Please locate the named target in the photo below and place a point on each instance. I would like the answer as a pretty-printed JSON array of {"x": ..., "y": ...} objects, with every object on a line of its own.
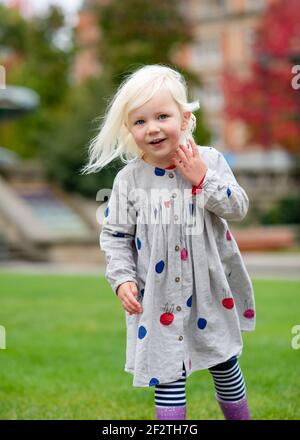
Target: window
[
  {"x": 207, "y": 53},
  {"x": 212, "y": 8},
  {"x": 210, "y": 96}
]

____

→ **What is asked**
Copy out the data above word for word, leaving out the picture.

→ **Result for this task**
Please locate the named target in the photo below and place a point on each instance. I would like the answer as a pretty-printed JSON array of {"x": ..., "y": ...} objects, with every object on a line of its own.
Target: window
[
  {"x": 207, "y": 53},
  {"x": 212, "y": 8},
  {"x": 210, "y": 96}
]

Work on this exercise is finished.